Input records start

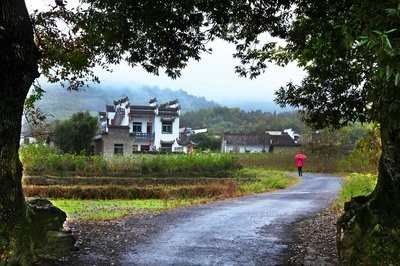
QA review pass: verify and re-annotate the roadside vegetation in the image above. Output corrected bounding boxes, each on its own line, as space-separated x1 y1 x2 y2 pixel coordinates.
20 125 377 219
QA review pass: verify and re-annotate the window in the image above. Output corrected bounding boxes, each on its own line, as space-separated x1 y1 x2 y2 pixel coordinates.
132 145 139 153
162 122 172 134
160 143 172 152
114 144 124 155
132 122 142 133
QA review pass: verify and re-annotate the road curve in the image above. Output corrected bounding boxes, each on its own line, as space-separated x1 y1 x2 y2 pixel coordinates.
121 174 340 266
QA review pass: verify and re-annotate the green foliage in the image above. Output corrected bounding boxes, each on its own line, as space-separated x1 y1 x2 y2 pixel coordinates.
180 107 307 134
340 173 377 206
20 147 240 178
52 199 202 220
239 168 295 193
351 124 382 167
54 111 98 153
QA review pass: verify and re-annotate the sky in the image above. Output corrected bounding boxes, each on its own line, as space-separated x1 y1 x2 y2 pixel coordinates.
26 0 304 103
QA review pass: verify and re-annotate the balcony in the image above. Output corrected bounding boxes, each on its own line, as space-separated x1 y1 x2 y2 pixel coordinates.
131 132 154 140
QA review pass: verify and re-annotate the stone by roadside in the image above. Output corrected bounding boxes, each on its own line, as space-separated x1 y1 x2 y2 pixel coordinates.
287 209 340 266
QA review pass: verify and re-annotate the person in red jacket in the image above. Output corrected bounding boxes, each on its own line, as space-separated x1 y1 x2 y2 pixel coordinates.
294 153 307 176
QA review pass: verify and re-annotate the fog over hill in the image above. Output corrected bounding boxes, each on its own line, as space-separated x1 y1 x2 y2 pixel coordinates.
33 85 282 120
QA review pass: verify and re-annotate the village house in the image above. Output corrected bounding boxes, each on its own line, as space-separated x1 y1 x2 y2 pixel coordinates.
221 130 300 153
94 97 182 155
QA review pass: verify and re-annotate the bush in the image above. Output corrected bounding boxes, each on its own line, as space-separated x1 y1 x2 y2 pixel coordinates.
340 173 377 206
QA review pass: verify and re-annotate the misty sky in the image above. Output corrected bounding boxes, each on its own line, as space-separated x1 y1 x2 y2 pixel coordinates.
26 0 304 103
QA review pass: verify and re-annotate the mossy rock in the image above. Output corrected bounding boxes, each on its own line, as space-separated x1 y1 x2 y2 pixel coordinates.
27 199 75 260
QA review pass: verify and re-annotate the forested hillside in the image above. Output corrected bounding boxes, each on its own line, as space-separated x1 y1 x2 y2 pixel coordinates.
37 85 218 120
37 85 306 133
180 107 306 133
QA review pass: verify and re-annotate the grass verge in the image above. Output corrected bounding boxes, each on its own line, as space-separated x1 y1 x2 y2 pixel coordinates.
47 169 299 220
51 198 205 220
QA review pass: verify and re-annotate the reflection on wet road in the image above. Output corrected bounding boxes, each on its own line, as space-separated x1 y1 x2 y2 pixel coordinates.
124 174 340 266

Input records end
Input records start

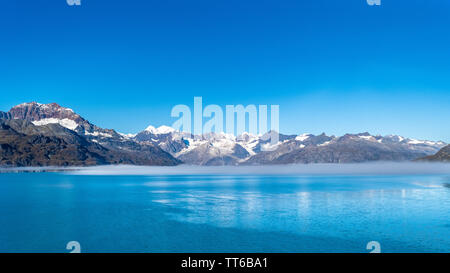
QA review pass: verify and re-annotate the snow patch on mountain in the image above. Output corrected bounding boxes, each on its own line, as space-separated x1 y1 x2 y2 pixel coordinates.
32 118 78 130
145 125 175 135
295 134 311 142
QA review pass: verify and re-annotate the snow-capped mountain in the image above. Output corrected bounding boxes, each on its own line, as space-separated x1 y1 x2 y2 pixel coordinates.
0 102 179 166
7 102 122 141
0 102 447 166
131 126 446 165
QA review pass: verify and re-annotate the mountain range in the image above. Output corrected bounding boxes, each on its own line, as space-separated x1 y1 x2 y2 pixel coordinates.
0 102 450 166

Input records end

**Requirements:** Arrange the stretch from the line containing "QA review pass: verify and re-annotate the roadside" through the line containing "20 125 377 219" as a two-column CSV with the header input,output. Give one row per item, with its text under input and its answer under output, each value in a single quoted field with line breaks changed to spaces.

**Task result:**
input,output
"QA review pass: verify and re-annotate the roadside vegetation in the image above. Output corrected bounding boxes, each on its own line, as space-separated x1 y1 x2 y2 pixel coordinates.","20 125 377 219"